Extracted text –
Many studies have been focused on dust storm in recent years. Especially, numerical models are widely applied to investigate the physical mechanism and long range transport of dust aerosols. Dust emission and transport studies have been undertaken since 1980s [5] [6] [7] . Gillette and Hanson (1989) combined atmospheric data with land surface data for wind erosion assessment to investigate the spatial and temporal variations of dust production in the United States [8] . Marticorena and Bergametti (1995), Shao et al. (1996) and Marticorena et al. (1997) have developed wind erosion schemes accounting for the impact of surface properties on sand drift and dust emission [9] [10] [11] . Shao et al. (1997) and Lu et al. (2001) have developed and implemented an almost fully integrated wind erosion modeling and prediction system [12] [13] . Alfaro and Gomes (2001) performed a modeling work on mineral aerosol production by wind erosion, focusing on emission intensities and aerosol size distributions in source areas [14] . Song et al. (2004) conducted a dust simulation and prediction in China during the spring of 2002 using numerical model [15] . Gong et al. (2008) reported an integrated sand and dust storm forecasting system CUACE-Dust (Chinese Unified Atmospheric Chemistry Environment for Dust) [16] . Based on the 1991-2010 simulation of dust aerosol emissions with the global climate model CAM5.1, Liu et al. (2015) analyzed the globally spatial and temporal variations of dust aerosol emissions over major deserts [17] . To ensure the accuracy of simulation, the parameterization scheme should be considered all of the uncertain factor: wind speed, surface properties. Gherboudj et al. (2015) showed that soil moisture and soil texture have significant roles in the dust emissions over the Middle East and North Africa [18] . However, few study has been conducted on dust storm simulation in China using the new generation weather research, forecast and chemistry model WRF-Chem. Wu et al. (2013) had clarified the uncertainty in dust budget over East Asia simulated by WRF-Chem with six different dust emission schemes [19] . By using WRF-Chem, Liu et al. (2016) gave the radiative forcing of dust aerosol and the radiative feedbacks on the planetary boundary layer in North China during a typical Asian dust storm [20] .
In Mar., 2010, starting from Mongolia, a dust storm occurred with widely impacting area and heavy air pollution. This dust storm event has close relations with the air temperature increases and strong wind prevailing during the development of Mongolia cyclone. Since Spring of 2010, the air temperature increases gradually, the soil is unfrozen, the surface heating becomes fast, and resulting in strong instability in the whole atmosphere and strong wind with the intersection of warm and cold air,which provide dynamical conditions for the breakout of dust storm. In addition, the Mongolia cyclone is strongly developed and located near source regions of dust, leading to strong upward movement of the air which is beneficial for the occurrence of dust storm.
In this paper, the characteristics of the severe dust storm were investigated by both observational and numerical studies. The models and data are descripted in Section 2. Surface observation of PM10 concentration and aerosol optical parameters from AERONET (Aerosol Robotic Network) are analyzed. Satellite data from MODIS (Moderate Resolution Imaging Spectroradiometer) and CALIPSO (Cloud-Aerosol Lidar and Infrared Pathfinder Satellite Observations) are analyzed. Modeling studies were performed using WRF-Chem (Whether Research and Forecasting model with Chemistry) in consideration of two different dust schemes as proposed by Shaw (2008) and Chin (2002). The model results were compared with those from CUACE-Dust and RegCCMS, which are models developed by Chinese scientists and had been applied for dust simulation. These results are presented and discussed in Section 3. The final conclusions and future perspective are given in Section 4.

Prompt A –
Answer these questions from the dust storm text, please:
(i) Where did the dust storm of March 2010 start?
(ii) Which integrated forecasting system did Gong et al. (2008) report?
(iii) Which two satellites' data are analyzed in this paper?

Information shown –
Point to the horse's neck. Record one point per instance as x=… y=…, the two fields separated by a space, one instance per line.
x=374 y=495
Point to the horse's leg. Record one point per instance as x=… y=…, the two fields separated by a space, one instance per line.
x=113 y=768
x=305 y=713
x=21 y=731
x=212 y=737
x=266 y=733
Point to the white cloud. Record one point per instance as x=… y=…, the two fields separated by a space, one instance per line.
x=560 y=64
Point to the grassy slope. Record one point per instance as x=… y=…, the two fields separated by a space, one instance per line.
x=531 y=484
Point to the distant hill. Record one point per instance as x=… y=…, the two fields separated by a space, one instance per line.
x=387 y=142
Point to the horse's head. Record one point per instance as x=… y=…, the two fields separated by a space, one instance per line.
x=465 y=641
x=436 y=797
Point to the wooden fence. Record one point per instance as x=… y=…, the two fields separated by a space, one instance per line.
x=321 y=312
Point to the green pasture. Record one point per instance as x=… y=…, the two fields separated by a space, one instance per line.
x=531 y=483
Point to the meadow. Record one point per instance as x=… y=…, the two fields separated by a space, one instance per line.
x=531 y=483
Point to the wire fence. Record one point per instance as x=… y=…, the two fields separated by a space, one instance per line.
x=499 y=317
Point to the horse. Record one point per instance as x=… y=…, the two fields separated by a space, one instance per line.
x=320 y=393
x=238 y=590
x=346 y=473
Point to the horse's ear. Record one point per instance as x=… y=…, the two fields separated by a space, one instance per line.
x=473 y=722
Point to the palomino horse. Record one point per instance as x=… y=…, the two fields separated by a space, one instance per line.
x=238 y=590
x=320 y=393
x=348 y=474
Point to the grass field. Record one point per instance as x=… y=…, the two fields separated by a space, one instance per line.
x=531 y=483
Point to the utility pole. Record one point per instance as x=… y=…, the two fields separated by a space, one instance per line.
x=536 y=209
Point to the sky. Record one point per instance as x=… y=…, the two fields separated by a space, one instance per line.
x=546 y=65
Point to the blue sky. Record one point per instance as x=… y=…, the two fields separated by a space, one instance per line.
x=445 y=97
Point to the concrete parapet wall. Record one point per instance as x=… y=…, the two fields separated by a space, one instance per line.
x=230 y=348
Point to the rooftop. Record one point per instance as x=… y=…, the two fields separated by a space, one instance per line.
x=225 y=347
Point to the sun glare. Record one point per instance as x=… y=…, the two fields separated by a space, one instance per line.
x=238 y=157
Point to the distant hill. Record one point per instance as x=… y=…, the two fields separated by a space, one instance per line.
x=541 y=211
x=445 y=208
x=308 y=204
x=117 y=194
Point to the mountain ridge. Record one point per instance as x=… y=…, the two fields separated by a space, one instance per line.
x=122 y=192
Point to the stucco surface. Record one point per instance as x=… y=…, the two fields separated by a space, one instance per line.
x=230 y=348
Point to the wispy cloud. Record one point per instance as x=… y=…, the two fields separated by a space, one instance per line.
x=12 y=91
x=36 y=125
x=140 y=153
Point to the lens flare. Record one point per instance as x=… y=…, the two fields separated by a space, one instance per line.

Prompt B –
List every line of the records that contains the word "fence". Case counts.

Reply A –
(i) Mongolia
(ii) CUACE-Dust (Chinese Unified Atmospheric Chemistry Environment for Dust)
(iii) MODIS (Moderate Resolution Imaging Spectroradiometer) and CALIPSO (Cloud-Aerosol Lidar and Infrared Pathfinder Satellite Observations)

Reply B –
Point to the wooden fence. Record one point per instance as x=… y=…, the two fields separated by a space, one instance per line.
Point to the wire fence. Record one point per instance as x=… y=…, the two fields separated by a space, one instance per line.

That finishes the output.